Data records ->
---

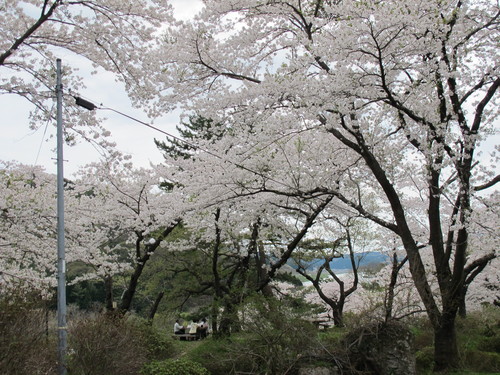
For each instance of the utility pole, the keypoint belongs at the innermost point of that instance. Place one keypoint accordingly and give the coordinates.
(61, 262)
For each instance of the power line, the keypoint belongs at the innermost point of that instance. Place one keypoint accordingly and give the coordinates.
(87, 104)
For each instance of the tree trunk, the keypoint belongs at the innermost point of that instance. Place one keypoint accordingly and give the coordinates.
(154, 308)
(445, 344)
(338, 319)
(108, 290)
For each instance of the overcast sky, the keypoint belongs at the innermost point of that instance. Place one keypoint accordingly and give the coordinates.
(19, 143)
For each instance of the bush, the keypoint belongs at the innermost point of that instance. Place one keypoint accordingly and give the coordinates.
(476, 360)
(425, 360)
(26, 347)
(274, 339)
(105, 344)
(158, 344)
(174, 367)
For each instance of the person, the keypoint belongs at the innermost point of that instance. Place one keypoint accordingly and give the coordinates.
(203, 328)
(193, 327)
(178, 328)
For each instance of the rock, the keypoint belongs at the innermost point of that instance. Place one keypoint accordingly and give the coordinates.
(383, 349)
(317, 371)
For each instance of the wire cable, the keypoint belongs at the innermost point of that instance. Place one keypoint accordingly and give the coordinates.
(91, 106)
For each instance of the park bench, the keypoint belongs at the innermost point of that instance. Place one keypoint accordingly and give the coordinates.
(186, 336)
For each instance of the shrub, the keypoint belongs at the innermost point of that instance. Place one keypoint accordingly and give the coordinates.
(476, 360)
(174, 367)
(273, 340)
(158, 344)
(27, 346)
(105, 344)
(425, 359)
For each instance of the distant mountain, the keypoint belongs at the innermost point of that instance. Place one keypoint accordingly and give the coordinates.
(344, 263)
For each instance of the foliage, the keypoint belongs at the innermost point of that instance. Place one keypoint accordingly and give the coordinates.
(27, 345)
(111, 35)
(174, 367)
(105, 344)
(273, 340)
(478, 337)
(372, 109)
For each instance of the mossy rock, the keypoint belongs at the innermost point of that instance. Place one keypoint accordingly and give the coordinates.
(174, 367)
(425, 359)
(476, 360)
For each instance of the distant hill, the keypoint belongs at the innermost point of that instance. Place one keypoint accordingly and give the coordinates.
(344, 263)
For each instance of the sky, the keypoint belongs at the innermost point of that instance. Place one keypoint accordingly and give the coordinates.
(19, 143)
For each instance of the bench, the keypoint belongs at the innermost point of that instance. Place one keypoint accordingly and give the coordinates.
(186, 336)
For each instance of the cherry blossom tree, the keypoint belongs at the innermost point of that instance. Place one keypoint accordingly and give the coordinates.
(403, 92)
(113, 35)
(115, 218)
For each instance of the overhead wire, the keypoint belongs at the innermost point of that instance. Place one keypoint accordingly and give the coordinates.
(90, 105)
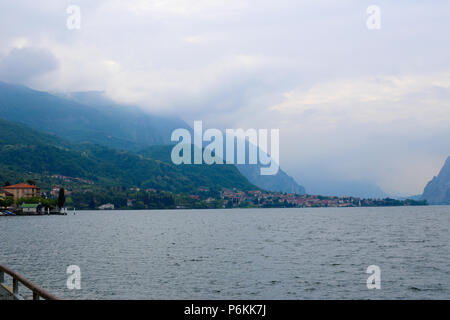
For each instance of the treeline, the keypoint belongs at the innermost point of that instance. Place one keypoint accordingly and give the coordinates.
(126, 199)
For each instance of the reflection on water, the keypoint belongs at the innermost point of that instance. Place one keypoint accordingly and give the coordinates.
(318, 253)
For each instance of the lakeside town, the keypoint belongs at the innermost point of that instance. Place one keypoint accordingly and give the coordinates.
(28, 198)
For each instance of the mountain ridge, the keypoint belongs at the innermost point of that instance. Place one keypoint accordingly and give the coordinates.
(437, 190)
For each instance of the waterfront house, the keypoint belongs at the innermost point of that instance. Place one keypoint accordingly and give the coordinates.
(31, 208)
(4, 194)
(23, 190)
(107, 206)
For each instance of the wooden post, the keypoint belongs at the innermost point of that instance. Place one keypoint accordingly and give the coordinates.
(15, 286)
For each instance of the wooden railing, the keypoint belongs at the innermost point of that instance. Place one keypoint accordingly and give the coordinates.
(18, 279)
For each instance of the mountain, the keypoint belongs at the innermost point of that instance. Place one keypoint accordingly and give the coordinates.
(437, 191)
(92, 117)
(342, 188)
(280, 182)
(24, 151)
(71, 117)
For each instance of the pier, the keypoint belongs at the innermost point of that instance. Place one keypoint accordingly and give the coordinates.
(12, 293)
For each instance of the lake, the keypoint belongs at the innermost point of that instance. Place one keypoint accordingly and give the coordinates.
(317, 253)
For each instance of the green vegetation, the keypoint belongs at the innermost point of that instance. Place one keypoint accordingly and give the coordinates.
(26, 154)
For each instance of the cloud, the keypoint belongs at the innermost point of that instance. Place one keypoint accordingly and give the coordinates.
(349, 102)
(21, 65)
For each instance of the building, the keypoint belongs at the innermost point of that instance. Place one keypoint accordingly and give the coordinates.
(31, 208)
(4, 194)
(23, 190)
(107, 206)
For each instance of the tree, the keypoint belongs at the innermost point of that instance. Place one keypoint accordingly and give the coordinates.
(6, 202)
(61, 198)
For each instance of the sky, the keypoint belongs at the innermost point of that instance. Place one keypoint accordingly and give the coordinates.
(353, 104)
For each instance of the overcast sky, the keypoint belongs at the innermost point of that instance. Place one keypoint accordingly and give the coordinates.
(351, 103)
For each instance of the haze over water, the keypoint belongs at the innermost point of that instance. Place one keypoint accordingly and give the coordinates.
(318, 253)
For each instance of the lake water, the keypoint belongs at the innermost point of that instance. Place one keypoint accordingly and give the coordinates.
(318, 253)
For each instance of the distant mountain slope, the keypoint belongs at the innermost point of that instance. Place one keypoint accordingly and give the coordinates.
(437, 191)
(280, 182)
(23, 149)
(92, 117)
(342, 188)
(104, 122)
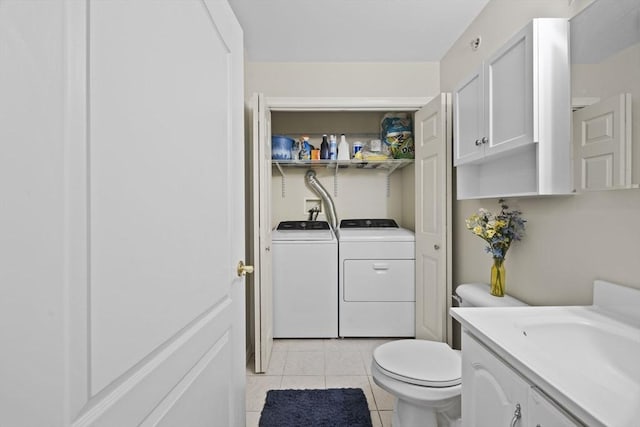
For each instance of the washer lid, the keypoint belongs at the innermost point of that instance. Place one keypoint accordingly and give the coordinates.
(375, 235)
(424, 363)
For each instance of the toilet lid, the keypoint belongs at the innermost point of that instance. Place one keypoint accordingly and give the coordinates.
(425, 363)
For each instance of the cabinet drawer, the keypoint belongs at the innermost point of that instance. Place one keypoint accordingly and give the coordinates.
(378, 280)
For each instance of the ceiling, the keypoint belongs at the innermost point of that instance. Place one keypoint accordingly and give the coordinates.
(352, 30)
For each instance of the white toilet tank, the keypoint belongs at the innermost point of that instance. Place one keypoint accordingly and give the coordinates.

---

The problem -> Can you retype every record above exactly, leaving out the pictures?

Solution to the exercise ->
For each instance of the utility pole, the keypoint belongs at the innermost point of that instance. Place one keypoint accordingly and give the coordinates.
(61, 262)
For each instance of the power line, the keypoint belongs at the innermost point of that instance. Place one keypoint accordingly and give the coordinates.
(87, 104)
For each instance of the tree trunk, the keypoint belongs at the innermost point of that instance. Place one keypoint accordingly and give the coordinates.
(154, 308)
(445, 344)
(338, 319)
(108, 290)
For each instance of the overcast sky, the keypoint belongs at the innermost point of that instance. Place one keypoint accordingly and give the coordinates.
(19, 143)
For each instance of the bush, the keypoint belongs at the innermost point of that instance. Place one keypoint accordingly and give the coordinates.
(476, 360)
(425, 360)
(26, 347)
(274, 339)
(105, 344)
(158, 344)
(174, 367)
For each instance of the person, the keypoint belongs at the innermost point of that instance. Place one keypoint accordingly and give the coordinates.
(203, 328)
(193, 327)
(178, 328)
For each instance of the rock, the keypoint belongs at the innermost point of that instance. Place one keypoint accordingly and give the coordinates.
(383, 349)
(317, 371)
For each instance of the wire cable, the keypoint belongs at the innermost point of that instance. Place one keypoint accordingly and give the coordinates.
(91, 106)
For each instance of the park bench, the keypoint belongs at the innermost point of that instance. Place one keypoint accordingly and give the coordinates.
(186, 336)
For each instance of the shrub, the keypoint belongs at the innermost point of that instance. Place one keypoint accordingly and give the coordinates.
(476, 360)
(174, 367)
(273, 340)
(158, 344)
(27, 346)
(105, 344)
(425, 359)
For each instance of the distant mountain, the keypoint belongs at the innermost point of that instance. Place one keypoint accordingly and give the coordinates.
(344, 263)
For each instance of the foliage, the keypoint belongs at the innermost point of that instance. Place one keypoint accordingly and give the coordinates.
(27, 345)
(111, 35)
(174, 367)
(105, 344)
(273, 340)
(478, 337)
(372, 109)
For each instance of the mossy rock, the keypoint belongs at the innermost point of that instance. Place one keypoint accordingly and give the coordinates.
(174, 367)
(425, 359)
(476, 360)
For each instance of the distant hill, the keypoint belongs at the innermost point of that instance. Place one keypoint accordingly and give the coordinates.
(344, 263)
For each instance of the sky, the keypoint belongs at the innermost point of that instance. Place one keypoint accordingly and give the coordinates.
(19, 143)
For each instance of the bench, the keypoint belongs at the innermost point of that instance. Place one keypoint accordingly and give the coordinates.
(186, 336)
For each instance of the cherry blossom tree, the keypoint belongs at the innermost point of that instance. Place one keypoint accordingly and give the coordinates.
(403, 92)
(113, 35)
(115, 218)
For each instance of the overhead wire, the keypoint belongs at the innermost point of that instance. Place one keypoint accordingly and give the coordinates.
(90, 105)
For each instance of the treeline, the keypoint belongs at the innermost point of that instance. Place one keypoint accordingly and give the coordinates.
(126, 199)
For each instance of the reflection on water, the keypoint belongs at the innermost point of that instance. Place one keypoint accordingly and give the coordinates.
(318, 253)
For each instance of the lakeside town, the keypoint belongs at the innermost point of that instance. Place one keypoint accordingly and give the coordinates.
(28, 198)
For each instance of the mountain ridge, the keypoint belongs at the innermost point of that instance. Place one keypoint accordingly and give the coordinates.
(437, 190)
For each instance of the waterfront house, the keypoint belongs at the innermost point of that instance. Place one keypoint accordingly and give the coordinates.
(31, 208)
(4, 194)
(23, 190)
(107, 206)
For each instance of the wooden post, the keypoint belongs at the innermost point of that instance. Place one keypoint accordingly and give the coordinates.
(15, 286)
For each instance of the wooden railing, the keypoint belongs at the innermost point of that instance. Place one keypoint accordingly and give the coordinates.
(18, 279)
For each instance of the mountain, the keypoint belongs at the innermost point of that instance. Place one keypoint accordingly and give the coordinates.
(437, 191)
(92, 117)
(342, 188)
(280, 182)
(24, 151)
(71, 117)
For each instance of the pier, the keypoint belongs at the innermost point of that instance. Place one keypoint accordingly and give the coordinates.
(12, 293)
For each instance of the lake, the keypoint belongs at the innermost point of that instance. Place one keypoint accordingly and give the coordinates.
(317, 253)
For each instance of the green vegetation, the keypoint belongs at the innermost point of that instance. Place one keypoint accordingly and give the coordinates.
(26, 154)
For each instance of the cloud, the keypoint belongs at the innermost point of that instance. Place one keypoint accordingly and give the coordinates.
(349, 102)
(21, 65)
For each instance of the building, the keypoint belongs at the innermost point of that instance. Place one keypoint accordingly and give the coordinates.
(31, 208)
(4, 194)
(23, 190)
(107, 206)
For each instance of the tree, the keypoint belongs at the innermost point of that instance. Place one keypoint accordingly and give the coordinates.
(6, 202)
(61, 198)
For each instance of the sky, the keypoint belongs at the innermost point of that instance. Place one keypoint accordingly and give the coordinates.
(353, 104)
For each instance of the overcast sky, the keypoint belongs at the innermost point of that instance. Place one keypoint accordingly and give the coordinates.
(351, 103)
For each instance of the haze over water, the keypoint belongs at the innermost point of that instance. Place one keypoint accordingly and give the coordinates.
(318, 253)
For each instance of the lake water, the keypoint belongs at the innermost point of that instance. Place one keypoint accordingly and give the coordinates.
(318, 253)
For each instance of the distant mountain slope, the keypoint belongs at the innermost point of that instance. Place one keypoint accordingly and give the coordinates.
(437, 191)
(280, 182)
(23, 149)
(92, 117)
(342, 188)
(104, 122)
For each instance of the washer lid, the keypoint belongs at the innermost point of that instance. Place one keypoint accordingly and give the coordinates.
(375, 235)
(424, 363)
For each instance of the toilet lid, the keypoint belongs at the innermost point of that instance. Place one keypoint accordingly and give the coordinates.
(425, 363)
For each instance of the cabinet drawer, the keypoint belongs at the innermost point of that instance. Place one keypoint accordingly and give the coordinates.
(378, 280)
For each instance of the ceiling, the keypoint belongs at the innermost point of that instance. Place one keypoint accordingly and give the coordinates.
(352, 30)
For each instance of the white toilet tank, the keypoint belongs at the innermost point of that instance. Place one keypoint accordingly and give the coordinates.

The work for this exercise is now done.